══ RECORDS FOR THIS TASK ══
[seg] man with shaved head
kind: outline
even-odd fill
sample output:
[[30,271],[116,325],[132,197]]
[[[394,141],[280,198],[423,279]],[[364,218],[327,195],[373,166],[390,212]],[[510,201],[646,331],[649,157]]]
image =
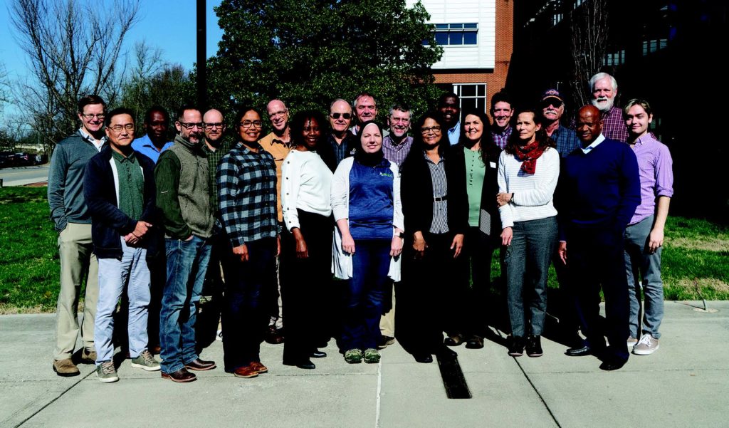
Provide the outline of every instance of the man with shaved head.
[[[641,201],[638,162],[630,146],[602,135],[597,107],[583,106],[576,119],[581,149],[564,158],[560,171],[558,252],[569,268],[569,286],[576,295],[587,341],[566,354],[596,355],[603,362],[601,369],[613,370],[622,367],[628,357],[623,232]],[[601,287],[604,324],[600,322]]]

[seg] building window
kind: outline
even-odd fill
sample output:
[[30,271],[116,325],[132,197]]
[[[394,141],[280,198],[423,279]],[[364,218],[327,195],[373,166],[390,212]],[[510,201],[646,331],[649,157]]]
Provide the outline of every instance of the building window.
[[613,52],[611,53],[607,53],[605,55],[605,58],[602,60],[602,65],[604,66],[620,66],[625,62],[625,50],[618,50],[617,52]]
[[644,40],[643,41],[643,56],[646,56],[649,53],[653,53],[654,52],[657,52],[661,49],[665,49],[668,44],[668,39]]
[[[435,42],[442,46],[478,44],[477,23],[435,24]],[[423,44],[427,44],[423,41]]]

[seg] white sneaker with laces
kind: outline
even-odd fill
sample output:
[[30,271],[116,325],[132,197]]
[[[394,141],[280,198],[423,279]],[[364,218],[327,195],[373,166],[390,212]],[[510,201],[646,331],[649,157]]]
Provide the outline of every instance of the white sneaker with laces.
[[658,350],[658,339],[650,335],[643,335],[633,348],[633,353],[636,355],[650,355]]

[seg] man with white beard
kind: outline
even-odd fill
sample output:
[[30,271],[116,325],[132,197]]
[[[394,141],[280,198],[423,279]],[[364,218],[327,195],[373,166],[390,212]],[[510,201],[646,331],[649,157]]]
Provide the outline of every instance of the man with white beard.
[[623,143],[628,141],[628,128],[623,120],[623,110],[615,106],[617,81],[607,73],[598,73],[590,79],[592,104],[600,110],[602,134],[607,139]]

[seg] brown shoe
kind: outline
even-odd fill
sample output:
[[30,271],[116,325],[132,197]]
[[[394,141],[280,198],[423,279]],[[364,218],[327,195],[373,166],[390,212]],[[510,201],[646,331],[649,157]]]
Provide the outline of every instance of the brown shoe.
[[162,372],[162,378],[169,379],[173,382],[184,383],[196,381],[198,377],[195,376],[195,373],[191,373],[187,371],[187,369],[182,367],[180,370],[171,373]]
[[187,370],[204,372],[205,370],[213,370],[217,366],[215,365],[214,361],[205,361],[204,359],[195,358],[190,362],[186,362],[184,367]]
[[267,343],[278,345],[284,343],[284,335],[276,327],[275,325],[269,325],[266,330],[265,341]]
[[260,373],[265,373],[268,371],[268,367],[261,364],[260,361],[254,361],[251,363],[251,367]]
[[96,351],[90,351],[85,348],[81,351],[81,362],[85,362],[86,364],[95,364],[96,363]]
[[76,367],[74,362],[70,358],[64,359],[53,360],[53,371],[59,376],[67,378],[69,376],[77,376],[81,372],[79,367]]
[[253,368],[253,365],[249,364],[244,367],[239,367],[233,370],[233,374],[238,378],[255,378],[258,376],[258,371]]

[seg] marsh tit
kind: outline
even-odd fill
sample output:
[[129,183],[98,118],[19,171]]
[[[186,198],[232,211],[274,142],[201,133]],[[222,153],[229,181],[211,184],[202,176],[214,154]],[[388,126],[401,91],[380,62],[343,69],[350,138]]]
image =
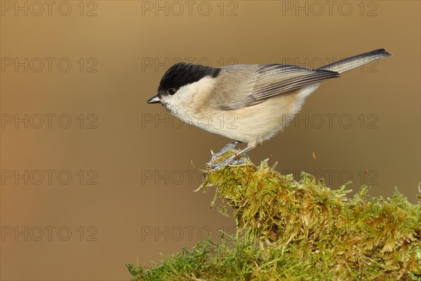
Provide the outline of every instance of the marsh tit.
[[317,69],[281,64],[215,68],[180,63],[166,71],[157,94],[147,103],[160,103],[185,122],[236,140],[234,144],[247,143],[212,166],[219,169],[285,128],[320,82],[391,55],[381,48]]

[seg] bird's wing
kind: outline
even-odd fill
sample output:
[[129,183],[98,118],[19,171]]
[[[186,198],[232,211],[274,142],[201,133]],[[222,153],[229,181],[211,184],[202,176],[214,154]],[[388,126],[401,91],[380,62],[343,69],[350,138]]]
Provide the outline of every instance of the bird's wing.
[[[295,65],[262,65],[253,67],[238,66],[227,68],[226,79],[236,89],[220,89],[225,93],[218,107],[230,110],[260,103],[268,98],[290,93],[305,86],[339,77],[339,73],[326,70],[312,70]],[[232,81],[234,80],[234,81]]]

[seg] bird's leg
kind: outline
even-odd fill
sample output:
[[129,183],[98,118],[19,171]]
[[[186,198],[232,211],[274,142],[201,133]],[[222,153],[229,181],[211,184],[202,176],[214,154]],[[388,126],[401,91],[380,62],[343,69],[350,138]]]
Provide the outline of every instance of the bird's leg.
[[[234,162],[234,161],[235,161],[236,159],[240,159],[240,158],[241,158],[241,157],[243,157],[243,156],[244,156],[244,155],[246,155],[246,152],[248,152],[248,151],[251,150],[252,150],[252,149],[253,149],[253,148],[254,148],[254,147],[253,147],[253,146],[248,145],[248,146],[247,146],[246,148],[244,148],[243,150],[240,150],[240,151],[239,151],[239,152],[235,152],[235,155],[232,155],[232,156],[231,156],[230,157],[225,159],[224,161],[222,161],[222,162],[219,162],[219,163],[217,163],[217,164],[211,164],[211,165],[210,165],[210,168],[212,168],[212,169],[210,169],[210,171],[218,170],[218,169],[221,169],[221,168],[222,168],[222,167],[223,167],[223,166],[228,166],[228,165],[229,165],[229,164],[233,164],[233,162]],[[240,159],[240,160],[241,160],[241,159]],[[236,164],[244,164],[244,163],[245,163],[245,162],[244,162],[244,161],[241,161],[241,162],[240,162],[240,163],[236,163]]]
[[221,155],[227,153],[227,152],[228,150],[232,152],[238,152],[240,150],[237,150],[235,148],[236,145],[237,144],[240,143],[239,141],[233,141],[232,143],[229,143],[227,145],[226,145],[225,146],[224,146],[222,148],[222,149],[221,149],[219,152],[216,152],[216,153],[213,153],[212,154],[212,159],[210,159],[210,162],[213,164],[215,164],[215,160],[219,158]]

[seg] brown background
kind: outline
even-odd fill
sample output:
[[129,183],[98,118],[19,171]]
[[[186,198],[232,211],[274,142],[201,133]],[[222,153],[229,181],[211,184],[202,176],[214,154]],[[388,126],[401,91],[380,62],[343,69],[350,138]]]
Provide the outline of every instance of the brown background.
[[[203,167],[210,150],[229,140],[180,127],[173,119],[155,124],[165,120],[164,109],[145,103],[174,58],[213,66],[293,63],[316,67],[320,61],[387,48],[393,58],[326,81],[307,99],[300,118],[308,118],[308,128],[293,123],[249,155],[256,163],[273,155],[271,162],[278,161],[284,173],[321,171],[333,188],[351,176],[350,187],[357,189],[361,171],[367,169],[370,194],[389,197],[397,186],[416,202],[421,180],[419,1],[333,1],[330,14],[323,1],[300,1],[304,10],[298,11],[296,1],[222,2],[223,11],[220,1],[198,2],[189,15],[185,1],[161,1],[168,9],[155,11],[154,1],[97,1],[84,2],[81,16],[79,1],[67,2],[72,8],[67,16],[58,12],[58,2],[51,15],[46,6],[36,15],[39,7],[18,3],[28,5],[27,15],[20,10],[15,15],[15,1],[1,2],[1,280],[128,280],[124,263],[137,257],[149,266],[160,261],[160,252],[190,248],[210,231],[215,239],[218,229],[232,233],[234,220],[209,209],[213,190],[192,192],[200,175],[190,174],[190,160]],[[205,15],[207,3],[211,11]],[[60,11],[65,14],[66,8]],[[96,15],[86,15],[91,9]],[[24,66],[16,71],[6,65],[15,58],[28,58],[27,72]],[[39,72],[36,58],[45,63]],[[55,59],[51,72],[45,58]],[[72,63],[67,72],[58,68],[62,58]],[[145,64],[151,61],[152,66]],[[95,62],[90,70],[96,72],[88,72]],[[16,114],[28,115],[28,128],[4,123]],[[51,129],[46,114],[56,115]],[[76,119],[81,114],[83,129]],[[332,126],[326,114],[336,115]],[[34,128],[37,115],[44,116],[39,129]],[[69,128],[58,126],[60,115],[70,117]],[[339,121],[340,116],[351,118],[352,125],[344,128],[348,118]],[[96,129],[86,128],[91,121]],[[45,170],[54,171],[51,184]],[[62,170],[72,176],[67,185],[57,178]],[[24,178],[8,178],[10,171]],[[92,173],[96,185],[86,184]],[[40,229],[44,236],[39,238]],[[63,241],[67,229],[72,235]],[[15,236],[16,230],[23,234]]]

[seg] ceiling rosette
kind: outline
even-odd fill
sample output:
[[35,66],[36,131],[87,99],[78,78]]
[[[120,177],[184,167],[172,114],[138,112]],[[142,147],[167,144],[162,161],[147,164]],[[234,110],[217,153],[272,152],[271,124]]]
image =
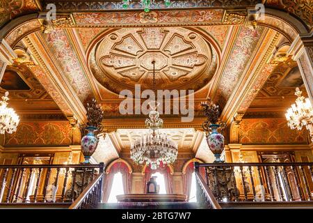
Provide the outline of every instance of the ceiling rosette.
[[152,89],[154,60],[156,89],[198,91],[209,83],[218,65],[207,39],[184,28],[121,29],[95,45],[89,65],[98,82],[118,94],[136,84]]

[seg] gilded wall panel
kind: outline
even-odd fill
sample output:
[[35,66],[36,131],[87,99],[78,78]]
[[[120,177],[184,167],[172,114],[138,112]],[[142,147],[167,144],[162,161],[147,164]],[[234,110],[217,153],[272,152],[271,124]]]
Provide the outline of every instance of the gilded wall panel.
[[22,122],[15,132],[6,135],[5,146],[68,146],[72,134],[67,121]]

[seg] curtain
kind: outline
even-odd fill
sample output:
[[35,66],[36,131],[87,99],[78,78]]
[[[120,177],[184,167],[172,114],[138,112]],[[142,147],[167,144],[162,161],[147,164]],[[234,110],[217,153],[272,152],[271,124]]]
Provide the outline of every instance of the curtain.
[[131,174],[129,173],[128,167],[122,162],[118,162],[115,163],[109,172],[104,179],[104,201],[107,202],[109,197],[110,196],[111,190],[112,190],[112,184],[114,178],[114,175],[118,172],[122,174],[122,180],[123,182],[123,189],[125,194],[129,194],[131,189]]
[[182,176],[184,194],[187,196],[187,200],[190,199],[190,190],[192,181],[191,176],[194,171],[193,162],[191,162],[186,168],[186,173]]
[[172,176],[170,173],[170,169],[167,165],[160,165],[157,169],[151,169],[150,167],[147,167],[145,171],[145,193],[147,192],[147,183],[150,180],[151,176],[155,173],[162,174],[164,176],[166,193],[172,194]]

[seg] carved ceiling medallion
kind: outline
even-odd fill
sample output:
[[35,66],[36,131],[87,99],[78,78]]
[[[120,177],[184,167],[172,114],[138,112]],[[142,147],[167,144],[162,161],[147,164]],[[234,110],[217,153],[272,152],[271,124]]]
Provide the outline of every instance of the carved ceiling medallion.
[[91,51],[96,79],[119,93],[152,89],[155,60],[157,89],[199,90],[215,73],[217,55],[201,35],[184,28],[125,28],[105,36]]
═══
● **EXERCISE OBJECTIVE**:
Starting with the line containing "[seg] carved ceiling medallion" and going on through the line containing "Provide the outline of every instance of the carved", output those lines of the material above as a JSON list of strings, one string per line, leaving out blank lines.

● **SOLUTION TO THIS PROBLEM**:
[
  "[seg] carved ceiling medallion",
  "kind: outline",
  "even-odd fill",
  "sample output:",
  "[[35,66],[36,131],[87,99],[78,78]]",
  "[[[120,177],[184,167],[172,114],[138,112]],[[142,147],[167,144],[162,161],[147,164]],[[234,110],[217,153],[272,152],[271,124]]]",
  "Provide the outline of every instance of the carved ceiling medallion."
]